- **Data excerpts**

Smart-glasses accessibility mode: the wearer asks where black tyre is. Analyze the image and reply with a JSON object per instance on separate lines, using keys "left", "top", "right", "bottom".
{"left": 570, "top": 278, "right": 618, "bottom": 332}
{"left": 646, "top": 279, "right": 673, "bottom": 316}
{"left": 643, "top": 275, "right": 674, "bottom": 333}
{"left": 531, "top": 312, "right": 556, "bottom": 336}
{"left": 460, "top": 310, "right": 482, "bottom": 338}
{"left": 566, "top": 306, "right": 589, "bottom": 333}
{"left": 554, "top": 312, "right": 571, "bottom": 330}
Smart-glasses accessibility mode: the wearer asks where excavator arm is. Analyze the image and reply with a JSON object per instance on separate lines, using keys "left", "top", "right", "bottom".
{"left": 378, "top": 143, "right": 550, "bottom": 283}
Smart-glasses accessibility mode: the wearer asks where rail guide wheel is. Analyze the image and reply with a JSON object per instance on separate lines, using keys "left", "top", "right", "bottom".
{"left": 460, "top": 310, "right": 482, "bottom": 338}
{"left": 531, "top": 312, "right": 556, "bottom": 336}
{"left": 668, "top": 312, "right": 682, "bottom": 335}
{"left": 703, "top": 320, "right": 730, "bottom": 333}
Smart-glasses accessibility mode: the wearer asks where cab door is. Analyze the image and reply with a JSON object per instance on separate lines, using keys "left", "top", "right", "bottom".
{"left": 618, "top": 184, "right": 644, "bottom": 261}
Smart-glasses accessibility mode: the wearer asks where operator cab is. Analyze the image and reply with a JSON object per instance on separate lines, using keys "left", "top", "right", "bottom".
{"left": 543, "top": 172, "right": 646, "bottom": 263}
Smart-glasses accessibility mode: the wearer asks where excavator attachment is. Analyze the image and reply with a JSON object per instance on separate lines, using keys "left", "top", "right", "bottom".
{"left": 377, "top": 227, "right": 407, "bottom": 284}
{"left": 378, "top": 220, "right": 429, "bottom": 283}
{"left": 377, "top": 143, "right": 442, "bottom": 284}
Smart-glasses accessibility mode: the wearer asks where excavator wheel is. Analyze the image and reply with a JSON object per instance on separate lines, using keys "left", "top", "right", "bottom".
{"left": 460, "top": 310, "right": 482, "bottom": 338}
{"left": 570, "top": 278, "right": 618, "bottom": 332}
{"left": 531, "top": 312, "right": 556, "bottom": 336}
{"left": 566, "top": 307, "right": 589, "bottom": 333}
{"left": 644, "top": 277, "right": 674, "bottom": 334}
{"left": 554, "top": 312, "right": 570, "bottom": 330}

- **Task item**
Set down the whole of the material, exactly.

- **Response area**
Smart-glasses accessibility mode: the wearer asks where black tyre is. Analyze the image and reply with a JSON object per instance on separate lines, using keys "left", "top", "right", "bottom".
{"left": 570, "top": 278, "right": 618, "bottom": 332}
{"left": 646, "top": 279, "right": 673, "bottom": 316}
{"left": 643, "top": 275, "right": 674, "bottom": 333}
{"left": 531, "top": 312, "right": 556, "bottom": 336}
{"left": 460, "top": 310, "right": 482, "bottom": 338}
{"left": 566, "top": 306, "right": 589, "bottom": 333}
{"left": 554, "top": 312, "right": 571, "bottom": 330}
Smart-glasses accessibility mode: the wearer asks where excavator arm is. Analyze the image and reply with a JSON object per instance on separate lines, using keys "left", "top", "right", "bottom".
{"left": 378, "top": 143, "right": 550, "bottom": 283}
Smart-glasses accessibility mode: the wearer asks where rail guide wheel is. Analyze the image and reply with a JSON object per instance on separate lines, using keys "left", "top", "right", "bottom".
{"left": 460, "top": 310, "right": 482, "bottom": 338}
{"left": 531, "top": 312, "right": 556, "bottom": 336}
{"left": 668, "top": 312, "right": 682, "bottom": 335}
{"left": 703, "top": 320, "right": 730, "bottom": 333}
Smart-glasses accessibility mode: the wearer asks where cab door is. Analyze the image and reply with a JSON object per instance on separate lines, using keys "left", "top", "right", "bottom".
{"left": 618, "top": 184, "right": 644, "bottom": 261}
Smart-glasses accessibility mode: the wearer asks where operator cab is. Analyze the image and reply with a JSON object per instance on separate lines, using keys "left", "top", "right", "bottom".
{"left": 543, "top": 172, "right": 646, "bottom": 263}
Smart-glasses accessibility mode: the wearer asks where excavator attachment is. Analyze the image and reply with a JSON object per instance on separate lines, using keys "left", "top", "right", "bottom".
{"left": 377, "top": 227, "right": 407, "bottom": 284}
{"left": 378, "top": 220, "right": 429, "bottom": 283}
{"left": 377, "top": 143, "right": 442, "bottom": 284}
Smart-glasses accessibility mode: the wearer asks where excavator wheel is. Analyze the image and reply with a JSON object per instance on separate lines, using keys "left", "top", "right", "bottom".
{"left": 460, "top": 310, "right": 482, "bottom": 338}
{"left": 570, "top": 278, "right": 618, "bottom": 332}
{"left": 531, "top": 312, "right": 556, "bottom": 336}
{"left": 566, "top": 307, "right": 589, "bottom": 333}
{"left": 644, "top": 277, "right": 674, "bottom": 334}
{"left": 554, "top": 312, "right": 570, "bottom": 330}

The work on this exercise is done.